**Page text**
•••••

Summary. The manuscript introduces LIBERO-PRO, an extension of the LIBERO benchmark for Vision-Language-Action (VLA) models. It applies systematic perturbations across four dimensions—manipulated objects, initial states, task instructions, and environments—and reports that models achieving over 90% success on standard LIBERO evaluations drop to 0.0% under the perturbed conditions. The authors interpret this performance collapse as evidence that current models rely on rote memorization of training sequences and layouts rather than genuine task understanding or environmental perception, with examples including persistent grasping actions on replaced objects and unchanged outputs under corrupted instructions. The work provides code for the new benchmark and calls for abandoning current evaluation practices in favor of more robust assessments.

•••••

(A block of data)

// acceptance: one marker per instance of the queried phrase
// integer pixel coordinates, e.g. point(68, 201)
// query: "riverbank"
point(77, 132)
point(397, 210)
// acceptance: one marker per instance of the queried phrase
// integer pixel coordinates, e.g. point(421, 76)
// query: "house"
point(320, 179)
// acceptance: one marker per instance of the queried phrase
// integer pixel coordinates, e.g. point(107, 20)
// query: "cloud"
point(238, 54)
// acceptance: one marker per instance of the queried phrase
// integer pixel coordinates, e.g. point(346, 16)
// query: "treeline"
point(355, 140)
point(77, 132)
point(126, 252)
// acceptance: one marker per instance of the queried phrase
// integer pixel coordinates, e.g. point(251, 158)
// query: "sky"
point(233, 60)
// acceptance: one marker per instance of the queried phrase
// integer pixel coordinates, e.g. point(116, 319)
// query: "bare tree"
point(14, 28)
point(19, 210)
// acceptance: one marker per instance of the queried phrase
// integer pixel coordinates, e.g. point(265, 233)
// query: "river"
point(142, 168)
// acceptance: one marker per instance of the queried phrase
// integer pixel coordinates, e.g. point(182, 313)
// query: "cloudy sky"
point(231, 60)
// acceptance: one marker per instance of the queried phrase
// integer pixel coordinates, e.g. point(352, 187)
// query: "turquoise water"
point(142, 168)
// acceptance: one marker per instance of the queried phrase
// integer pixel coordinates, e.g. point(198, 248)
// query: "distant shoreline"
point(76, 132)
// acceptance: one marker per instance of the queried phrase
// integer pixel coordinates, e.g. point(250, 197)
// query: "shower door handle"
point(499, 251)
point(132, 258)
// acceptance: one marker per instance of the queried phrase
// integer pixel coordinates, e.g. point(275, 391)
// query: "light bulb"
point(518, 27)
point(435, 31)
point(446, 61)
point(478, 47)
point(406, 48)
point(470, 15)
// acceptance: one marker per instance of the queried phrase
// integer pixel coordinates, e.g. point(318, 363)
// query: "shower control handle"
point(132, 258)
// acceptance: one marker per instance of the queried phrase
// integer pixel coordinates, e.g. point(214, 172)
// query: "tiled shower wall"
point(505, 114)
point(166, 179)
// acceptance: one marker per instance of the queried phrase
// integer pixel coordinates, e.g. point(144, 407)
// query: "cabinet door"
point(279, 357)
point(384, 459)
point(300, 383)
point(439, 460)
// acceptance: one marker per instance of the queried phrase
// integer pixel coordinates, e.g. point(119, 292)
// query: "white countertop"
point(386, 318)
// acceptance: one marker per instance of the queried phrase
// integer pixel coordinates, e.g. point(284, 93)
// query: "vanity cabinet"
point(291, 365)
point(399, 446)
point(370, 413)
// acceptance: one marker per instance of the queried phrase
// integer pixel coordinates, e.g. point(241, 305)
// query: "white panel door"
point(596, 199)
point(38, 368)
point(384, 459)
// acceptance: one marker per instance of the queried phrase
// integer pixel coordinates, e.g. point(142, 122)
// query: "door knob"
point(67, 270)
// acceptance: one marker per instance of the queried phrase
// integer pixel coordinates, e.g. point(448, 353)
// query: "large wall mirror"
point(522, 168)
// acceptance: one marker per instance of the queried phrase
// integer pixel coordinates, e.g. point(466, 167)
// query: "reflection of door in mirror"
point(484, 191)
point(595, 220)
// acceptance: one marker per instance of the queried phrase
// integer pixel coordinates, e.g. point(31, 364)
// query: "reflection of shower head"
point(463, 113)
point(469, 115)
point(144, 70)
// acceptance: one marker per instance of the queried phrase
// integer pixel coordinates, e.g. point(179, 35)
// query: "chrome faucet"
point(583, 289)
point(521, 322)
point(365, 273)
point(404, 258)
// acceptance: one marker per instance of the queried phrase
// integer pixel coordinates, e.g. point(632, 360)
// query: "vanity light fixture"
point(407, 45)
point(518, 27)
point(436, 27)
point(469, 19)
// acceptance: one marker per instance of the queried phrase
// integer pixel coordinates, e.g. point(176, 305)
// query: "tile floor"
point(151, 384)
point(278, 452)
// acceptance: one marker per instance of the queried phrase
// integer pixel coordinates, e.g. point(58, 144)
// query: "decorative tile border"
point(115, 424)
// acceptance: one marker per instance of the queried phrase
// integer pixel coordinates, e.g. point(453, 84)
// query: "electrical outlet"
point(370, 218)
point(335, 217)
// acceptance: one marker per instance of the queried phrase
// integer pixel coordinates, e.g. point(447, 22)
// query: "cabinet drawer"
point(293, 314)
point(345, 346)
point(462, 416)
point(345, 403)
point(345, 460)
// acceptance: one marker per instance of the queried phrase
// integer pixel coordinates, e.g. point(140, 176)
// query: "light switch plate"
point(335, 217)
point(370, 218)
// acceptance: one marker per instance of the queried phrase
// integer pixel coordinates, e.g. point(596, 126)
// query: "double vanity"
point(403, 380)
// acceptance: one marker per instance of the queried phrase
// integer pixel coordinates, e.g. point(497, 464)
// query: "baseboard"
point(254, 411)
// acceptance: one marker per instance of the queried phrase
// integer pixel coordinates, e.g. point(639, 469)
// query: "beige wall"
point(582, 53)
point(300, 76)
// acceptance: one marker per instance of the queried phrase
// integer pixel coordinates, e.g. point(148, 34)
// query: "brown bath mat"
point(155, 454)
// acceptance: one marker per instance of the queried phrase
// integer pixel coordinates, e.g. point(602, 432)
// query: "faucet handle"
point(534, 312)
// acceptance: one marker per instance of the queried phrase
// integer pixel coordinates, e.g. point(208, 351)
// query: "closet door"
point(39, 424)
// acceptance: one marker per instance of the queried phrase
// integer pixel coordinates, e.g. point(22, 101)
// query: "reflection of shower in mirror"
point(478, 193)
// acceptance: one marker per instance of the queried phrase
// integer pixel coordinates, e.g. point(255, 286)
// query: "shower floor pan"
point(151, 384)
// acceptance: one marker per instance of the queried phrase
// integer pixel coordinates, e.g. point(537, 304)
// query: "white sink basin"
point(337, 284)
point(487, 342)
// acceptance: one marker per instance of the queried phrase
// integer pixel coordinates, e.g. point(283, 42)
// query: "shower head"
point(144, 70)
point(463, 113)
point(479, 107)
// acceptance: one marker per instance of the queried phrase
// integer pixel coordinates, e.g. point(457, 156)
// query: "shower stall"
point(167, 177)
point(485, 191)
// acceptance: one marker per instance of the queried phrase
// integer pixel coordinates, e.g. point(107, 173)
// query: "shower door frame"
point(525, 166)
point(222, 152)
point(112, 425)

•••••

**Requirements**
a) In the LIBERO-PRO summary, what success rate do models drop to under the perturbed conditions?
b) List the four dimensions along which the LIBERO-PRO summary says perturbations are applied.

**Task-by-task solutions**
a) 0.0%

b) Manipulated objects, initial states, task instructions, and environments.